> **Tarefa proposta a**
Repita o trecho do texto sobre o golpe de 1964 e a mídia que começa com as palavras "O golpe civil-militar" e termina com "nos dias seguintes.".

O golpe civil-militar de 1964 não surgiu do nada: ele foi preparado durante três anos, desde o momento em que João Goulart assumiu a presidência do país, após a renúncia de Jânio Quadros. A mídia teve um papel fundamental para criar o clima necessário à adesão ao golpe, inclusive para fomentar as famosas “Marchas da Família com Deus pela Liberdade”.

Ficaram famosos os editoriais do jornal O Correio da Manhã às vésperas da derrubada de Jango: no dia 30 de março, o editorial, estampado na primeira página, era intitulado: “Basta!”; no dia 31 de março, o título era “Fora!”. Os editoriais eram a senha para a mobilização das tropas. E no dia 1º. de abril, os militares tomam o poder. Fato comemorado pelo O Globo, o Jornal do Brasil, a Folha de São Paulo e o Estadão nos dias seguintes.

Os fatos destes últimos dias são muito significativos: num dia, sai a revista Isto É, com uma matéria com vazamento de trechos da delação premiada do senador Delcídio Amaral, onde é ressaltado o envolvimento de Lula e de Dilma em fatos investigados pela Operação Lava-Jato. A revista saiu na quinta-feira, um dia antes de sua saída habitual, sexta-feira. Na mesma noite de 5ª feira, o Jornal Nacional dedica 40 minutos à matéria sobre a delação premiada de Delcídio. Um jornal que dura normalmente 30 minutos demora mais de 1 hora e 20 minutos, dos quais 40 são para reforçar a suspeição sobre o ex-presidente Lula e a presidente Dilma. Este jornal nacional “especial” não tinha justificativa: ele poderia, como muitas vezes acontece, dedicar um tempo maior para a referida matéria, dentro, porém do tempo habitual do jornal. Mas, não: foi só acusação – sob a aparência de isenção – com mínimo direito a defesa.

No dia seguinte, às 6 horas da manhã, o ex-presidente Lula é acordado por uma tropa de policiais federais para ser levado a depoimento – “condução coercitiva” -, ao mesmo tempo em que o Instituto Lula é invadido e vários familiares do ex-presidente são interpelados. A ordem veio do juiz que dirige a Operação Lava-Jato, Sérgio Moro. A operação na casa de Lula é fartamente divulgada durante toda a manhã desta sexta-feira. O depoimento de Lula na Polícia Federal termina por volta de meio-dia.

> **Entradas do conjunto**
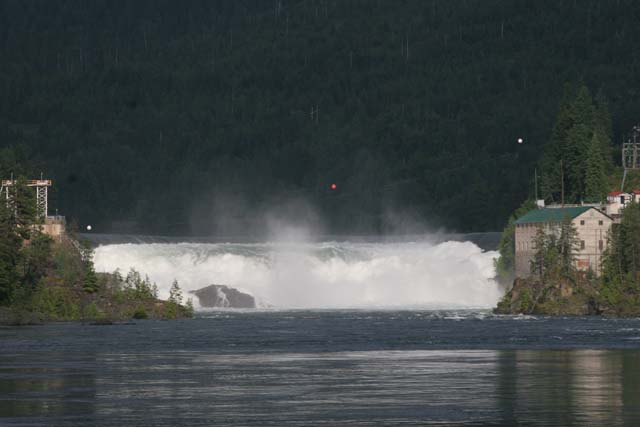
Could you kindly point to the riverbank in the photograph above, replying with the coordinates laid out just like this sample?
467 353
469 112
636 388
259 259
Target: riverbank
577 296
---
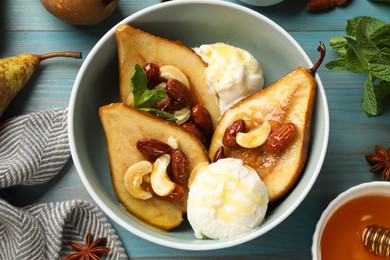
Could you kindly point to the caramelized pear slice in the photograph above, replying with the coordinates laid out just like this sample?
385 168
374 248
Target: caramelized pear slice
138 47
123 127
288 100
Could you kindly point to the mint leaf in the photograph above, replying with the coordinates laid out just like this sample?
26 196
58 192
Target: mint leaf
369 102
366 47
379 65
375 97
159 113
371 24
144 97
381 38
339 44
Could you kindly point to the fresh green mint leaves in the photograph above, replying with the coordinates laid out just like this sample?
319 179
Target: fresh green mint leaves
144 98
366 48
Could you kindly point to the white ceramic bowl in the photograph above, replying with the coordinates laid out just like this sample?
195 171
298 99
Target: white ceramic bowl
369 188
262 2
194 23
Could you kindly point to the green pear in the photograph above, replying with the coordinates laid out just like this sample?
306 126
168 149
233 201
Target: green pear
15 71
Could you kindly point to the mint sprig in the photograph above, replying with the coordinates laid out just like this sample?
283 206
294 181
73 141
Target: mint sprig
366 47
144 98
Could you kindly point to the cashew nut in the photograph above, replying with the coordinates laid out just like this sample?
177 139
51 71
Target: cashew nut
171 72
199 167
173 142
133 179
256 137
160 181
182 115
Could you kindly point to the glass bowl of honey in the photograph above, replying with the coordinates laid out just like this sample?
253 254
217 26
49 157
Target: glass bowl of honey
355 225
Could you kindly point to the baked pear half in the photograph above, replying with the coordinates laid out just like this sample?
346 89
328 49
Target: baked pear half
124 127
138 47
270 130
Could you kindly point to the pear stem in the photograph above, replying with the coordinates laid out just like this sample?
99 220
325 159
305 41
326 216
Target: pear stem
* * *
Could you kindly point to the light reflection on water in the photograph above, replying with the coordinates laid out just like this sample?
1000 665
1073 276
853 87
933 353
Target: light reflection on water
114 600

> **Tarefa proposta b**
Transforme em lista numerada somente as linhas das entradas que vão da linha que contém "Could you kindly point to the pear" até a linha que contém "Target: pear stem", incluindo ambas, e deixe de fora as linhas em branco.

> **Resultado da tarefa a**
O golpe civil-militar de 1964 não surgiu do nada: ele foi preparado durante três anos, desde o momento em que João Goulart assumiu a presidência do país, após a renúncia de Jânio Quadros. A mídia teve um papel fundamental para criar o clima necessário à adesão ao golpe, inclusive para fomentar as famosas “Marchas da Família com Deus pela Liberdade”.

Ficaram famosos os editoriais do jornal O Correio da Manhã às vésperas da derrubada de Jango: no dia 30 de março, o editorial, estampado na primeira página, era intitulado: “Basta!”; no dia 31 de março, o título era “Fora!”. Os editoriais eram a senha para a mobilização das tropas. E no dia 1º. de abril, os militares tomam o poder. Fato comemorado pelo O Globo, o Jornal do Brasil, a Folha de São Paulo e o Estadão nos dias seguintes.

> **Resultado da tarefa b**
1. Could you kindly point to the pear stem in the photograph above, replying with the coordinates laid out just like this sample?
2. 99 220
3. 325 159
4. 305 41
5. 326 216
6. Target: pear stem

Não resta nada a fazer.